• **Given data**:
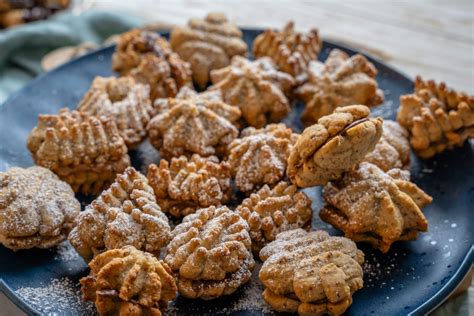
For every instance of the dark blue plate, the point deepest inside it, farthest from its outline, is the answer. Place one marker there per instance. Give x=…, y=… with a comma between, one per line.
x=414, y=277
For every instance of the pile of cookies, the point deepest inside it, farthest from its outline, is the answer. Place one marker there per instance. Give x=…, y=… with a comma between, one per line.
x=217, y=146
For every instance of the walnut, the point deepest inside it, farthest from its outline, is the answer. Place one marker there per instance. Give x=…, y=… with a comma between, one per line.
x=393, y=148
x=123, y=100
x=36, y=208
x=182, y=186
x=207, y=44
x=148, y=57
x=291, y=51
x=340, y=81
x=256, y=87
x=332, y=146
x=128, y=281
x=210, y=253
x=125, y=214
x=85, y=151
x=192, y=125
x=438, y=118
x=259, y=156
x=311, y=273
x=380, y=208
x=272, y=211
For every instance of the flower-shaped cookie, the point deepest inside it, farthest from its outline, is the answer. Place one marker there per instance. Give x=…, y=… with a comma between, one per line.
x=380, y=208
x=148, y=57
x=311, y=273
x=192, y=125
x=438, y=118
x=260, y=156
x=36, y=208
x=211, y=100
x=182, y=186
x=332, y=146
x=207, y=44
x=340, y=81
x=85, y=151
x=291, y=51
x=272, y=211
x=124, y=214
x=128, y=281
x=123, y=100
x=393, y=148
x=256, y=87
x=210, y=253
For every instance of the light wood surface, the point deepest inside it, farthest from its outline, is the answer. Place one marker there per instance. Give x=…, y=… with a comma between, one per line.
x=432, y=38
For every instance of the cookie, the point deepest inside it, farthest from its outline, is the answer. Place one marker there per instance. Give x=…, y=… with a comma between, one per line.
x=85, y=151
x=128, y=281
x=125, y=101
x=311, y=273
x=210, y=253
x=148, y=57
x=256, y=87
x=184, y=185
x=207, y=44
x=332, y=146
x=291, y=51
x=260, y=156
x=36, y=208
x=437, y=117
x=393, y=148
x=270, y=211
x=339, y=81
x=126, y=214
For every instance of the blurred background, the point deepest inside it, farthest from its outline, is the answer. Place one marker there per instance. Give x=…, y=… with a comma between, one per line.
x=431, y=38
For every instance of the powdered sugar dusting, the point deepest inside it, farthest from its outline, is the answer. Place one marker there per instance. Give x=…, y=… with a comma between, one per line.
x=252, y=296
x=65, y=252
x=60, y=297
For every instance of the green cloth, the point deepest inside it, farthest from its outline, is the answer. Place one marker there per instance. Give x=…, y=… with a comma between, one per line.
x=22, y=47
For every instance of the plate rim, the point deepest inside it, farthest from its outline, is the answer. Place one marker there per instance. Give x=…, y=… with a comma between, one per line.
x=430, y=305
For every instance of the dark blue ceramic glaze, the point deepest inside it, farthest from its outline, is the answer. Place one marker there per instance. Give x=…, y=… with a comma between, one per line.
x=413, y=278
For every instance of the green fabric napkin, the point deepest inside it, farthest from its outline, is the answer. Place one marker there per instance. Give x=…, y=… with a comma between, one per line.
x=22, y=47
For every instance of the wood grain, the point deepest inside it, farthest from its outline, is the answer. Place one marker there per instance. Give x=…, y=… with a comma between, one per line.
x=432, y=38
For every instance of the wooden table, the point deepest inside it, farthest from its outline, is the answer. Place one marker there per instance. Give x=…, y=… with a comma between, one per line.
x=432, y=38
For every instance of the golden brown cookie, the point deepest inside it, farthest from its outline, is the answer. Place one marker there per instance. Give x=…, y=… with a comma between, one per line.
x=125, y=214
x=128, y=281
x=148, y=57
x=211, y=100
x=334, y=145
x=192, y=125
x=340, y=81
x=311, y=273
x=36, y=208
x=438, y=118
x=182, y=186
x=85, y=151
x=272, y=211
x=393, y=148
x=380, y=208
x=260, y=156
x=207, y=44
x=125, y=101
x=291, y=51
x=256, y=87
x=210, y=253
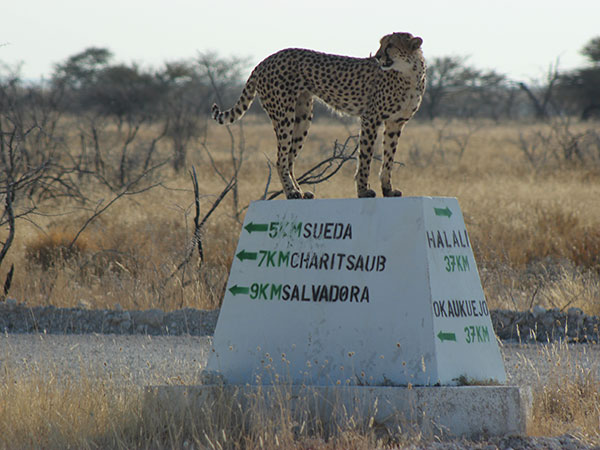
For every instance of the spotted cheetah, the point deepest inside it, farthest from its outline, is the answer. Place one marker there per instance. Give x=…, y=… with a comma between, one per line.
x=386, y=88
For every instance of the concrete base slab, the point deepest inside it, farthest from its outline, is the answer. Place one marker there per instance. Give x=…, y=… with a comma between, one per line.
x=466, y=411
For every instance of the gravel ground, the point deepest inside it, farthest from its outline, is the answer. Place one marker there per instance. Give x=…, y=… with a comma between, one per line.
x=142, y=348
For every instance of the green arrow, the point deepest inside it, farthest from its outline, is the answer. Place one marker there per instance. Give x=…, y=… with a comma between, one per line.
x=443, y=212
x=447, y=336
x=235, y=290
x=256, y=227
x=246, y=255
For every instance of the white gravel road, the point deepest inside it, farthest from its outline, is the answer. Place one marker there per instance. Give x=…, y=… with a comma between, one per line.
x=149, y=360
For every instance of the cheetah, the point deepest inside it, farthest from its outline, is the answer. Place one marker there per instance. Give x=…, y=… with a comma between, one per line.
x=383, y=89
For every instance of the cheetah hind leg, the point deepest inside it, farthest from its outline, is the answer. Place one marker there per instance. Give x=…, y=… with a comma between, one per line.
x=390, y=143
x=302, y=122
x=283, y=130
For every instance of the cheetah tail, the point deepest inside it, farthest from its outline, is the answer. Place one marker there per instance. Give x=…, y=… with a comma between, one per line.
x=240, y=108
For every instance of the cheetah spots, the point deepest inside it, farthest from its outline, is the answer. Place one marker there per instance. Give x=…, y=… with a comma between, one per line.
x=286, y=82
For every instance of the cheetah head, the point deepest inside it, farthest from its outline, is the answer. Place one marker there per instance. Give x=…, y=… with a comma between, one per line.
x=396, y=50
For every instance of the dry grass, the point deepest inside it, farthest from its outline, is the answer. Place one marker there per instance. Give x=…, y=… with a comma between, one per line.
x=47, y=410
x=533, y=220
x=567, y=397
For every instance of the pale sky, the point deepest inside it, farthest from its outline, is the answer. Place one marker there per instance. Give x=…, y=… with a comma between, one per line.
x=520, y=38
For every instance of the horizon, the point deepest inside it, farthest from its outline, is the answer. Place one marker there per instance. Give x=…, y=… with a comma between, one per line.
x=534, y=35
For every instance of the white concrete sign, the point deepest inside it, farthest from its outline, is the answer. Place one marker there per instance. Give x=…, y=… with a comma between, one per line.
x=355, y=292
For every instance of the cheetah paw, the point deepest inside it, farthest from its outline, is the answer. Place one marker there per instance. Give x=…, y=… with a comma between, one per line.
x=368, y=193
x=392, y=193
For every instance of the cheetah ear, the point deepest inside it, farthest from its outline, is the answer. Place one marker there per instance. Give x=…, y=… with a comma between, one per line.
x=416, y=43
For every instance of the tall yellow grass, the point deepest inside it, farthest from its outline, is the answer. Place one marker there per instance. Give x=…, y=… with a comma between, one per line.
x=41, y=408
x=534, y=222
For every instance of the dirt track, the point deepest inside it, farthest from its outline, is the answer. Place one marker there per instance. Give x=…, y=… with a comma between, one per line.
x=144, y=360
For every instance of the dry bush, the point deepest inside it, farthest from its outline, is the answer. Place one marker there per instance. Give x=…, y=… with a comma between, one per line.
x=527, y=223
x=567, y=398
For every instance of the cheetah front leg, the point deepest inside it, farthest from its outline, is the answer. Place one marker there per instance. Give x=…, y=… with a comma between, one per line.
x=392, y=132
x=368, y=135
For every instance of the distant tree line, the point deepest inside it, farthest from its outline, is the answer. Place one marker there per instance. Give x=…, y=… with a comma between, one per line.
x=90, y=82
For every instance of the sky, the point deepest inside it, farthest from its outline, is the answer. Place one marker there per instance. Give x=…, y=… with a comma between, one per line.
x=519, y=38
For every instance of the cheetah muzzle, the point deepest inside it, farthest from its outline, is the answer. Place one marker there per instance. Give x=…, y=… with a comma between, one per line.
x=385, y=89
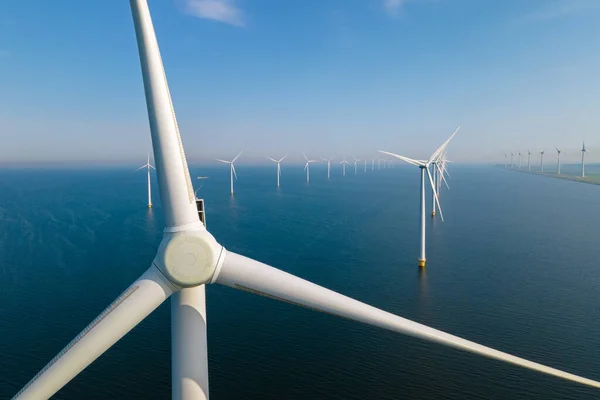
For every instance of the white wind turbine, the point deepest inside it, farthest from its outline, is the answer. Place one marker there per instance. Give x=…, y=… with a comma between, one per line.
x=328, y=161
x=583, y=151
x=148, y=166
x=424, y=166
x=344, y=162
x=307, y=167
x=356, y=160
x=189, y=258
x=231, y=168
x=278, y=162
x=558, y=152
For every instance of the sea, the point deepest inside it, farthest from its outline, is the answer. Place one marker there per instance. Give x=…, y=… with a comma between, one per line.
x=515, y=266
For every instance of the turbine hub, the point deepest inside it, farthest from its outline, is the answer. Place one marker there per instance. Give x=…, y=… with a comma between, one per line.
x=188, y=258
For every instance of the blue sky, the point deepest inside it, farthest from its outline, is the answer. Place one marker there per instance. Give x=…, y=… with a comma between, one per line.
x=319, y=76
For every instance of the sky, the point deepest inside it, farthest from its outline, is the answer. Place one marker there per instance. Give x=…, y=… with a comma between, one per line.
x=324, y=77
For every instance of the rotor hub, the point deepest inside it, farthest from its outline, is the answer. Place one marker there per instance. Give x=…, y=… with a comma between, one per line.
x=188, y=258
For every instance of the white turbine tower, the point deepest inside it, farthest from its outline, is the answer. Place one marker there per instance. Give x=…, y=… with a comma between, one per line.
x=231, y=169
x=189, y=258
x=583, y=151
x=278, y=162
x=148, y=166
x=424, y=166
x=344, y=162
x=356, y=160
x=307, y=167
x=328, y=161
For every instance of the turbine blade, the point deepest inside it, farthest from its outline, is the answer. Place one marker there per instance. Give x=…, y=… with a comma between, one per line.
x=406, y=159
x=435, y=193
x=236, y=157
x=128, y=310
x=255, y=277
x=175, y=185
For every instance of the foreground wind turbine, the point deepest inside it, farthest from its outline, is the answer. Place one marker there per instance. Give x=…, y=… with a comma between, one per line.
x=278, y=162
x=356, y=160
x=542, y=160
x=189, y=258
x=231, y=169
x=424, y=166
x=344, y=162
x=328, y=161
x=148, y=166
x=583, y=151
x=307, y=167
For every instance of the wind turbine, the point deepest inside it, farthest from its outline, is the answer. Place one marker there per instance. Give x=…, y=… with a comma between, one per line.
x=424, y=166
x=148, y=166
x=583, y=151
x=542, y=160
x=328, y=161
x=231, y=167
x=356, y=160
x=344, y=162
x=278, y=162
x=307, y=167
x=189, y=258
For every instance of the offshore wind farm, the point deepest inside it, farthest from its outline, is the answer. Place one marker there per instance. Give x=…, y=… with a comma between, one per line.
x=464, y=281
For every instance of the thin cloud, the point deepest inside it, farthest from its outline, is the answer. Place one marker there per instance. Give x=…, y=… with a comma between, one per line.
x=562, y=8
x=224, y=11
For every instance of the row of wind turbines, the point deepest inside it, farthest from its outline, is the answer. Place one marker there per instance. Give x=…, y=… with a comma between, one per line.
x=189, y=258
x=517, y=163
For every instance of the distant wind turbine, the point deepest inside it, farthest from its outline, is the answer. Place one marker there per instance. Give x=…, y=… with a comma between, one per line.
x=148, y=166
x=558, y=159
x=328, y=161
x=307, y=167
x=278, y=162
x=231, y=169
x=424, y=166
x=344, y=162
x=583, y=151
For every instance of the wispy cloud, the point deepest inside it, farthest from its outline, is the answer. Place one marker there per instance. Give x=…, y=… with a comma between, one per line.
x=562, y=8
x=217, y=10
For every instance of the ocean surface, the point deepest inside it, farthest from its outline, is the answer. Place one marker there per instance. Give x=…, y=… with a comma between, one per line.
x=514, y=266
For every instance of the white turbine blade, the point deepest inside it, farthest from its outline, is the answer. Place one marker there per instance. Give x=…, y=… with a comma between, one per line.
x=175, y=185
x=255, y=277
x=435, y=193
x=128, y=310
x=236, y=157
x=406, y=159
x=443, y=146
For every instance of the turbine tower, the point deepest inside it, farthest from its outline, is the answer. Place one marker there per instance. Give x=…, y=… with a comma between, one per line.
x=424, y=166
x=542, y=160
x=307, y=167
x=189, y=258
x=328, y=161
x=231, y=167
x=148, y=166
x=583, y=151
x=278, y=162
x=344, y=162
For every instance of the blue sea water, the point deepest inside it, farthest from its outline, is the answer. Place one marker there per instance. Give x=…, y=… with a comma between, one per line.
x=514, y=266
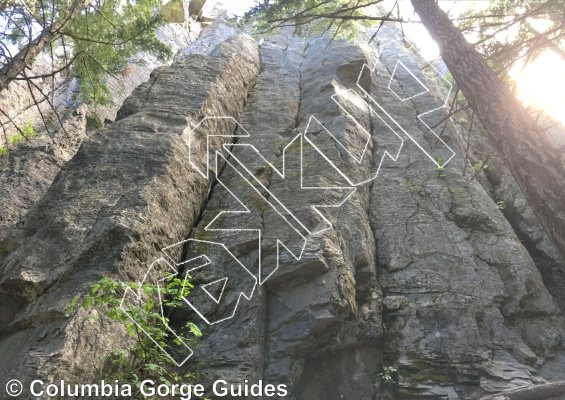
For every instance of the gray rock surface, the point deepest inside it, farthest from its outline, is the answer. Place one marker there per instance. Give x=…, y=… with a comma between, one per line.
x=117, y=200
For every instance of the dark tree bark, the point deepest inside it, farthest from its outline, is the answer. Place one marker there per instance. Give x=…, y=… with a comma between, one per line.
x=536, y=162
x=26, y=55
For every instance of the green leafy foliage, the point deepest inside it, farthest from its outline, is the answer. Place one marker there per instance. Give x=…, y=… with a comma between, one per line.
x=389, y=375
x=440, y=169
x=106, y=35
x=146, y=360
x=344, y=18
x=506, y=32
x=93, y=44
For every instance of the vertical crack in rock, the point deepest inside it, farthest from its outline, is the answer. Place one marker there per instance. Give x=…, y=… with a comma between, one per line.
x=464, y=297
x=128, y=192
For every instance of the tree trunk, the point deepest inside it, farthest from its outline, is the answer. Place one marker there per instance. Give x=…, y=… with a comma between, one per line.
x=26, y=55
x=537, y=163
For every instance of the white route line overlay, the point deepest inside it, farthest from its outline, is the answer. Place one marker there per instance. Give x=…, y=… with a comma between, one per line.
x=282, y=173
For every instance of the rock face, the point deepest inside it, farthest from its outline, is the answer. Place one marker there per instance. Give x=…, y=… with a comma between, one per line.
x=137, y=186
x=345, y=258
x=28, y=169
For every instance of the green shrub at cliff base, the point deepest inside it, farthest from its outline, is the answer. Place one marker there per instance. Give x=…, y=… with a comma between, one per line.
x=343, y=16
x=146, y=360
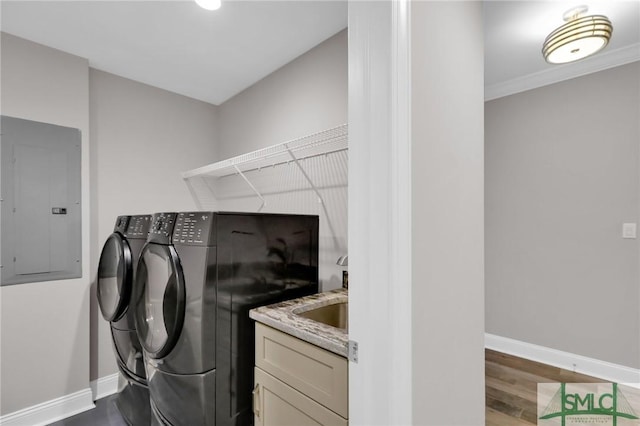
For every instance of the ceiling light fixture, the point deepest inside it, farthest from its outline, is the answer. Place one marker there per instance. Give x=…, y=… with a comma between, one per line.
x=580, y=37
x=209, y=4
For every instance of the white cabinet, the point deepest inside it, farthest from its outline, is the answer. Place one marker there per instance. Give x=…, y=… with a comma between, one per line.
x=297, y=383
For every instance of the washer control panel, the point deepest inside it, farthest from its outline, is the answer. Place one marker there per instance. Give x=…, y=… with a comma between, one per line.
x=194, y=228
x=161, y=228
x=121, y=224
x=138, y=227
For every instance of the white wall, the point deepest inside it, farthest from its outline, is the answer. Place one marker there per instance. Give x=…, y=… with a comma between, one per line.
x=563, y=175
x=306, y=96
x=45, y=325
x=448, y=202
x=142, y=138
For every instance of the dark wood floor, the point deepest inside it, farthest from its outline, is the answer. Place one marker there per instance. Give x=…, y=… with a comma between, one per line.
x=511, y=393
x=511, y=387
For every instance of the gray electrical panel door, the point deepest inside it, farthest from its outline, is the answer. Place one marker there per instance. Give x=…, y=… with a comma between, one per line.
x=41, y=209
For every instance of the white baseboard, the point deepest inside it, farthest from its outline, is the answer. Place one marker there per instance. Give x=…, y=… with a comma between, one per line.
x=51, y=411
x=566, y=360
x=104, y=386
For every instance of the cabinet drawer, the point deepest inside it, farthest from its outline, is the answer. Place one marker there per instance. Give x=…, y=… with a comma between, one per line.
x=277, y=404
x=317, y=373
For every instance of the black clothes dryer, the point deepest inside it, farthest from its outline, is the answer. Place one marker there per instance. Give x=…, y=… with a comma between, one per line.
x=198, y=276
x=116, y=270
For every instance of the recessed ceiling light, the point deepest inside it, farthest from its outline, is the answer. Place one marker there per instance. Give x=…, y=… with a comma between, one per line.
x=580, y=37
x=209, y=4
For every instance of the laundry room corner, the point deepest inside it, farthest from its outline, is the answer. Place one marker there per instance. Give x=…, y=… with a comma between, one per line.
x=44, y=357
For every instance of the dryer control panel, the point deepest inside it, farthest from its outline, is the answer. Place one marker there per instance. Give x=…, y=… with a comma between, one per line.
x=195, y=229
x=161, y=228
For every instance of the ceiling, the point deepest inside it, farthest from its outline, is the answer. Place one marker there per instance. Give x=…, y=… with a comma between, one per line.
x=213, y=55
x=176, y=45
x=515, y=31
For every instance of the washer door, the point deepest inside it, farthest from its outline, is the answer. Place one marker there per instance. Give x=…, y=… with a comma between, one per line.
x=161, y=300
x=115, y=275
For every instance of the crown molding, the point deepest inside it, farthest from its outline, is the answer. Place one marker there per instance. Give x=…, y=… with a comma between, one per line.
x=558, y=73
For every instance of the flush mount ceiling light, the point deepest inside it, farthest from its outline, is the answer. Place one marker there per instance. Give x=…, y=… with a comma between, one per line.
x=209, y=4
x=580, y=37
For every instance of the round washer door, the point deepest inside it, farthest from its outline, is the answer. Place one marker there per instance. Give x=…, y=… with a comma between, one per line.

• **Task objective**: Every line from the one holding "For every instance of the black" through the final line of the listing must be echoed exactly; leave out all other lines.

• **Answer to the problem**:
For every instance of the black clothes dryer, the point deepest inside it, farthest from its outline, is the answer. Place one marker there per instance. Give x=…, y=… with a comma between, one per line.
x=198, y=276
x=116, y=270
For every instance of the recessed ceiling light, the point deepest inside it, farthest from its outline, is the answer. Place one marker there per instance. Give x=…, y=… with a comma between, one per line.
x=580, y=37
x=209, y=4
For every instance of the laundry room corner, the point deepest inside it, farthest from its outline, is the answer. Place one marker there per instance. Give x=…, y=… with a comma between, one per line.
x=44, y=357
For every instance of the dryer control panel, the point deepest inside it, farthest from its outline, is the answer. Place one marker there per instance. Give x=…, y=… with a comma between, one per line.
x=195, y=229
x=161, y=228
For every instance of the ceiling, the point deepest inside it, farthest from its outline, is the answer. Place one marker there per instance. Give x=…, y=… with a comma between, one per line.
x=213, y=55
x=176, y=45
x=515, y=31
For every instance of the washer door, the point deepest inside it, farthest from its outline, is the answer. Place one marker there per instance. Give x=…, y=… with a comma between, one per line.
x=161, y=300
x=115, y=275
For every instance of the crown molding, the point deepest inside it, farthest from its outline, is the answer. Place one marker there per instance. Give x=…, y=… with a comma between, one per line.
x=558, y=73
For every instance of the flush mount ceiling light, the point deepest inside it, farthest from its outline, is the answer. Place one marker there per instance. Give x=…, y=… with a comma between, one per line.
x=209, y=4
x=580, y=37
For every instance of the round washer door, the point deepest inside it, farthest from its outline, is the answer. Place one marker there per instance. Give x=…, y=… with a comma between, one per line.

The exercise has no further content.